- **CONSIGNE ÉCRITE 1**: Réécrivez plus brièvement le paragraphe du texte cité qui commence par « Également au registre », sans perdre ses faits essentiels.
- **CONSIGNE ÉCRITE 2**: Prolongez le texte cité à la suite de sa dernière phrase.

- **TEXTE CITÉ**:
Trois ans après sa première, le spectacle musical adapté des Giètes vit toujours, pour la grande surprise et grande joie des deux duettistes, Christophe Sacchettini et moi-même. Des enseignants ou bibliothécaires ou organisateurs de spectacles nous le réclament de ci-de là, et comme nous espérons qu’il nous le réclameront encore, il était temps de nous fendre d’un petit dossier de présentation, à la fois cahier des charges techniques et dossier de presse, téléchargeable ici même. Il paraît que ça se fait, dans le milieu du spectacle vivant. Mais il paraît que ça ne se fait pas tout à fait ainsi, que j’ai été trop long, un chouïa « trop littéraire »… Baste ! C’est bien de littérature qu’il s’agit ! Zarma-jarnicoton ! (oui, j’aime les jurons composés.)

Également au registre « relations de presse », j’ai été récemment contacté par un journaliste du magazine grenoblois, gratuit et en ligne Gre-News (qui incidemment vient de changer de nom, et s’appelle désormais, pour plus de clarté, Gre-City-Urban-Metro-Local-Agglo-Zentrum-Public-Urban-Cheflieudkanton-News ou quelque chose d’approchant). Cet organe prépare un dossier sur « les Isérois qui écrivent », ma foi pourquoi pas, et m’a adressé un petit questionnaire. J’ai répondu de mon mieux mais hélas, ziva-ventrebleu ! il est à craindre que je me sois montré, dans mes réponses, à nouveau « trop long et trop littéraire ». Comme j’ignore comment ce journal pressé pour gens pressés va condenser mes propos, j’en refourgue ci-dessous l’intégralité. Fuck-saperlipopette !

Comment  et quand a débuté votre histoire avec les mots, quels  sont vos  premiers souvenirs d’histoires que vous avez imaginées  ?
Je crois que j’ai découvert très tôt, avant dix ans, qu’on n’exprimait pas la même chose en parlant et en écrivant. Étant peu bavard de nature, j’ai compris que l’écriture était une excellente façon, idéale pour moi, de réfléchir, et d’inventer. Je ne sais plus ce qui est venu en premier, inventer ou réfléchir, mais il me semble que c’était un peu pareil. Je me souviens qu’en CE1 ou CE2, un instit nous donnait comme devoir à la maison d’écrire des phrases avec des mots que nous venions d’apprendre. J’ai pris cela pour une contrainte oulipienne (je n’avais jamais entendu parler de l’Oulipo, bien sûr), et avec le mot du jour je construisais jour après jour un feuilleton compliqué dont les héros récurrents étaient « M. X et Bruno l’asticot ». Je suppose que c’est là « les premières histoires que j’ai imaginées ».

- **DONNÉES ENREGISTRÉES**:
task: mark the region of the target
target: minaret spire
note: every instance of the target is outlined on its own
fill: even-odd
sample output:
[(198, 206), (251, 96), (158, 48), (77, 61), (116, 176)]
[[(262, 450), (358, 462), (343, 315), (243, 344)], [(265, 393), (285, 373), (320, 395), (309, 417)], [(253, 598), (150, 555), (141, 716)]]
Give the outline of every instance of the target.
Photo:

==

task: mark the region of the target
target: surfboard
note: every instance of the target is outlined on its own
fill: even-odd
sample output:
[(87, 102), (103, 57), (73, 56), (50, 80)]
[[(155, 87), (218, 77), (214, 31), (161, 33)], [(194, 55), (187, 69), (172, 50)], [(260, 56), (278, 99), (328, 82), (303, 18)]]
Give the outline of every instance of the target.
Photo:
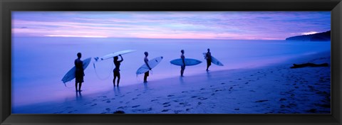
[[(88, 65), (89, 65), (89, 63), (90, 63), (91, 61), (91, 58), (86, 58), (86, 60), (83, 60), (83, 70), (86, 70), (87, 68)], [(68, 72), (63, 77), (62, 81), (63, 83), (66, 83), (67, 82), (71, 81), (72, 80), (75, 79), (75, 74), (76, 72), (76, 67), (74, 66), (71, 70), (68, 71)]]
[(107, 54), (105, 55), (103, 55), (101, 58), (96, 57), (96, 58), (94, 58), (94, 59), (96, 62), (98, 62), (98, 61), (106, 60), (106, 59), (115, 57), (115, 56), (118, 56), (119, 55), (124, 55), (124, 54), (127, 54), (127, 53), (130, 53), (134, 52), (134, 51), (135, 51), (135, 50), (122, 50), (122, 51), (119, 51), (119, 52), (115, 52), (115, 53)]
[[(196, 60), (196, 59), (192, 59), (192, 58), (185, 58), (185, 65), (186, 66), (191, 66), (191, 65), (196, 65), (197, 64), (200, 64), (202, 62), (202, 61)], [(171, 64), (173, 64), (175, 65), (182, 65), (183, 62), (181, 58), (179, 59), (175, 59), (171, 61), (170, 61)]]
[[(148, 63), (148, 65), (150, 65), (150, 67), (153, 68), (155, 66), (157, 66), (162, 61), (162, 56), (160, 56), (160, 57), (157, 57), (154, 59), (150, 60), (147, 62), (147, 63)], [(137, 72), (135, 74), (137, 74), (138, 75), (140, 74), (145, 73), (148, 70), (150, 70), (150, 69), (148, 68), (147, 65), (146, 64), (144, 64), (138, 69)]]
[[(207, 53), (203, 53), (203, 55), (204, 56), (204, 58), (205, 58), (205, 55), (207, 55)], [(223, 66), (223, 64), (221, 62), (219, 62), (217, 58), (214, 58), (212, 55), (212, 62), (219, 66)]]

- **RÉSULTAT FINAL 1**: Toujours côté relations de presse, un journaliste de Gre-News, magazine grenoblois gratuit en ligne, m'a récemment envoyé un questionnaire pour un dossier sur « les Isérois qui écrivent ». J'y ai répondu de mon mieux, au risque de m'être encore montré « trop long et trop littéraire ». Comme j'ignore comment le journal condensera mes propos, j'en donne ci-dessous l'intégralité.

- **RÉSULTAT FINAL 2**:
A  quel moment vous êtes-vous dit « Je me lance: je veux  partager ça avec  les gens » ?
Bonne question. Le désir d’écrire est, en effet, distinct du désir de publier. J’aurais pu me contenter du premier, la beauté du geste, la fin en soi. À quoi bon publier ? Je vois deux motivations principales : le pur et simple narcissisme (voir son nom imprimé, ça fait plaisir, on tient une preuve qu’on existe), et l’envie de rembourser ce que l’on a reçu. On écrit parce qu’on a lu (j’énonce là une banalité). Les livres des autres m’ayant marqué à vie, publier à mon tour, faire partie de ce monde de l’imprimé, était comme une reconnaissance de dette, ou un passage de flambeau.

Quelle a été la réaction de votre entourage  ?
Personne dans mon entourage n’était au courant que mon premier livre existait avant de l’avoir entre les mains. Je leur ai fait la surprise. Les réactions ont été très diverses. Ma mère ne m’a plus adressé la parole pendant six mois. Tant pis. On n’écrit pas pour faire plaisir à sa famille. Il y faut des motivations plus solides.

Rétrospectivement, quel regard portez-vous sur cette aventure  que fut la rédaction de votre premier roman ?
Je me rappelle cette période d’écriture comme d’un très long moment de tension, neuf mois de concentration. Commencer un livre, c’est plutôt facile. Le terminer demande beaucoup d’entêtement.

Comment décririez-vous votre rapport à l’écriture et votre  univers?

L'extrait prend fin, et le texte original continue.